== Entries
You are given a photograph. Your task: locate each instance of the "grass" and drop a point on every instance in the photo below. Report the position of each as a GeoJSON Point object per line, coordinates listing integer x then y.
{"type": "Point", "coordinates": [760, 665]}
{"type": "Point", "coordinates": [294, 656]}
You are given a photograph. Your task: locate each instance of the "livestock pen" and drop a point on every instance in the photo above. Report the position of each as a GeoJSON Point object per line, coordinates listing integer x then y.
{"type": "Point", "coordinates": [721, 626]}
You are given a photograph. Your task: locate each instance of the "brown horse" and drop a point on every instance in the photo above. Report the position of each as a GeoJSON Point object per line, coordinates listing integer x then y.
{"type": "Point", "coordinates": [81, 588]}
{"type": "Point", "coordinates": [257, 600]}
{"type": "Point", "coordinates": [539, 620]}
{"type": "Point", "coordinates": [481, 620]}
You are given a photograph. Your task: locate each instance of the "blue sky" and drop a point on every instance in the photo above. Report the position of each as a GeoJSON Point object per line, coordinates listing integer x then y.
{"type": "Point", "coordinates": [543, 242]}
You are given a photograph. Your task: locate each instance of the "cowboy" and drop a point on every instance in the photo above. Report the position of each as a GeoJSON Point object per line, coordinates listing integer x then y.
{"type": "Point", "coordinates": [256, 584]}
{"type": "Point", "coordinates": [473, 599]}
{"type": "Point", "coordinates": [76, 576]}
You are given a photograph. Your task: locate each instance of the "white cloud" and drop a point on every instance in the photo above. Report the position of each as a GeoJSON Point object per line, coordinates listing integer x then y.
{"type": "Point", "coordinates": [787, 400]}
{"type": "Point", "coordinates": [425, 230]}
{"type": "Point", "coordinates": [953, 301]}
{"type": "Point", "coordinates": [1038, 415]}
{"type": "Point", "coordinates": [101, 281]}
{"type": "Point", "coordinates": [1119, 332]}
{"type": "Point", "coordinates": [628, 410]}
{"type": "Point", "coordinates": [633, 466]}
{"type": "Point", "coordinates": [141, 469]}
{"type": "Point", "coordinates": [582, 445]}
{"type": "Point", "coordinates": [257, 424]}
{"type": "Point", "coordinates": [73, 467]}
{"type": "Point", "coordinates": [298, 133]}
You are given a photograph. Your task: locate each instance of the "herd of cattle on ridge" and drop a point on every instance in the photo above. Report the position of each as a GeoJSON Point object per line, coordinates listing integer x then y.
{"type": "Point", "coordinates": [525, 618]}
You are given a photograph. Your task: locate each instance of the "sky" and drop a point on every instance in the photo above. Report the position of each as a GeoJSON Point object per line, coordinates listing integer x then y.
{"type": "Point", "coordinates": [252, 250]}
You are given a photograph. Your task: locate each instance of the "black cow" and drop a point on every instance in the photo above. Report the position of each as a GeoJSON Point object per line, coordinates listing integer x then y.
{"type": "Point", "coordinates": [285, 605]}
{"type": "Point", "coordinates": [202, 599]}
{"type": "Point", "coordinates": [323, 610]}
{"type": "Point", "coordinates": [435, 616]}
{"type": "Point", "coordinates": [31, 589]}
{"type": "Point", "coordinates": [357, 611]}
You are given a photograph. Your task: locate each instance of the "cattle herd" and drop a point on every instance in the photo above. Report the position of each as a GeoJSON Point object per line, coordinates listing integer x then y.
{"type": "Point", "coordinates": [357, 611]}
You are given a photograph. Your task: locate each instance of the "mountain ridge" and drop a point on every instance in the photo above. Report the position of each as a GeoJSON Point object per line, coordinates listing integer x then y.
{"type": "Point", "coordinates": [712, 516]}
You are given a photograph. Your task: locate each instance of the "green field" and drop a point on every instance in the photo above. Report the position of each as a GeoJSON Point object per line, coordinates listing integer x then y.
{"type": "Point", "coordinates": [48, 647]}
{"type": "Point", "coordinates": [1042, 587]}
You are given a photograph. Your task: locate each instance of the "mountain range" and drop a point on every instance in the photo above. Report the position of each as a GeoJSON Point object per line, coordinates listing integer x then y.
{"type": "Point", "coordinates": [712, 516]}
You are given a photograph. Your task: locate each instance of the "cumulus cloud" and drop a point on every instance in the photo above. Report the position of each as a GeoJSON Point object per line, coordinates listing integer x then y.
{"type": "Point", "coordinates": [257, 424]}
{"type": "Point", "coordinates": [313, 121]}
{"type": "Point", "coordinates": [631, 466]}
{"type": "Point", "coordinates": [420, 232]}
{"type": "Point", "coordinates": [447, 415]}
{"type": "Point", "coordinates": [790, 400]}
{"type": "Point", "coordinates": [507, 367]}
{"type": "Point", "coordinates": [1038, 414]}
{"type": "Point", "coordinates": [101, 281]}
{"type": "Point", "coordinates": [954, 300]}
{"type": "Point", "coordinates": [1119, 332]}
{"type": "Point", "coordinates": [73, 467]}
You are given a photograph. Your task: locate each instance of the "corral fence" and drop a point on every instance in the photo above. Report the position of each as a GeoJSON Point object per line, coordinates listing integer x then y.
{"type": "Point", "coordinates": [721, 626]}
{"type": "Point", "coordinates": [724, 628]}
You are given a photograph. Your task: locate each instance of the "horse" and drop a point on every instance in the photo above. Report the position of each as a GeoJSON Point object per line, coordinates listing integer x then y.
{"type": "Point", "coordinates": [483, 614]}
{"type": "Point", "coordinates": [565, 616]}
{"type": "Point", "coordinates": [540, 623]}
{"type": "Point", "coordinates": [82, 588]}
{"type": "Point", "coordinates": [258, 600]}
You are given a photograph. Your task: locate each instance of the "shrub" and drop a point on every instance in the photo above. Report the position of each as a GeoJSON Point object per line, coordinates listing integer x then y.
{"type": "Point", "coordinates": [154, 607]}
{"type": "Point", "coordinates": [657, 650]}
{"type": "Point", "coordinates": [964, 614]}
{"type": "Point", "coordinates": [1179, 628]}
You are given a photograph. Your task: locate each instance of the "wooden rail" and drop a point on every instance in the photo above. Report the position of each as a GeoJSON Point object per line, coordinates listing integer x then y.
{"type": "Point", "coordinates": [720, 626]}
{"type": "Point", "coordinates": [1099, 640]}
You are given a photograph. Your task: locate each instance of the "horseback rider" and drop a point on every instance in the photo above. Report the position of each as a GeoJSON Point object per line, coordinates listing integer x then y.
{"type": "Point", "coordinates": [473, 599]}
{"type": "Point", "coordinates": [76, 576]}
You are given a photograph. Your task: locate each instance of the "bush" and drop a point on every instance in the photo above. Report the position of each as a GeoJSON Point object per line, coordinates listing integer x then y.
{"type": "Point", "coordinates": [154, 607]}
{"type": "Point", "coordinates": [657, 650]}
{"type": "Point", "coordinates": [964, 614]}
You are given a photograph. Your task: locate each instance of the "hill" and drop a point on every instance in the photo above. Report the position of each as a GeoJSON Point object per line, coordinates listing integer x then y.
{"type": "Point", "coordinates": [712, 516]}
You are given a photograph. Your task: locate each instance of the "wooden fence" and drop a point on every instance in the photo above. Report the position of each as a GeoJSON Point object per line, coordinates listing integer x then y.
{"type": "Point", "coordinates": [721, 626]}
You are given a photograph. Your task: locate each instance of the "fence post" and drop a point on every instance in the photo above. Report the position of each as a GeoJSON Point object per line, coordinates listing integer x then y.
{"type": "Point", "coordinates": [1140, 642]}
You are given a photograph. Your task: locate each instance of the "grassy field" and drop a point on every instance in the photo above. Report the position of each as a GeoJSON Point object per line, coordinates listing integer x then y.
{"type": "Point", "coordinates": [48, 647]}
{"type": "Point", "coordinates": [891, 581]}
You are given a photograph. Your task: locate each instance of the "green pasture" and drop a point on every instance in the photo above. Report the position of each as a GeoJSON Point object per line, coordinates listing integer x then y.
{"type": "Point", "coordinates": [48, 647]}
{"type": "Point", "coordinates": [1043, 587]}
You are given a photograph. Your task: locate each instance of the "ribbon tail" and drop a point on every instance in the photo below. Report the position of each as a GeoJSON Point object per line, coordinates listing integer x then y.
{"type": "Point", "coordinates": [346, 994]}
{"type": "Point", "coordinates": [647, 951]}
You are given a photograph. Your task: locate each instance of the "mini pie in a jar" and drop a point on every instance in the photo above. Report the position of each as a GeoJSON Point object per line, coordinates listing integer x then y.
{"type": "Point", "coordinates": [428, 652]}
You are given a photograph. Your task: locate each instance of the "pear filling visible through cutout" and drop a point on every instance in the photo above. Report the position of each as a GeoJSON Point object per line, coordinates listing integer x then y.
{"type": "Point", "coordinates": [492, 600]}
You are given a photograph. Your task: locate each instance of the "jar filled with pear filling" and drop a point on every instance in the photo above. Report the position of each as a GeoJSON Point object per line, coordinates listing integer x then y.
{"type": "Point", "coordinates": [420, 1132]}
====
### Problem requirements
Reproduce the lines from the one containing "filling visible through" through the end of the records, substituting "apple" for every "pear" and leaving everything else unchanged.

### Task result
You are given a photograph. Your task: locate each instance of the "apple filling visible through cutout" and drop a point on every instance in the photo above. Report the position of each as a GeoJSON Point object per line, coordinates listing integer x then y.
{"type": "Point", "coordinates": [492, 600]}
You are given a photograph. Your task: locate each instance of the "jar filled with apple filling" and drop a point on every instance in the photo above. Report the position of each as a GeoJSON Point object per line, coordinates listing integer x then y.
{"type": "Point", "coordinates": [420, 1132]}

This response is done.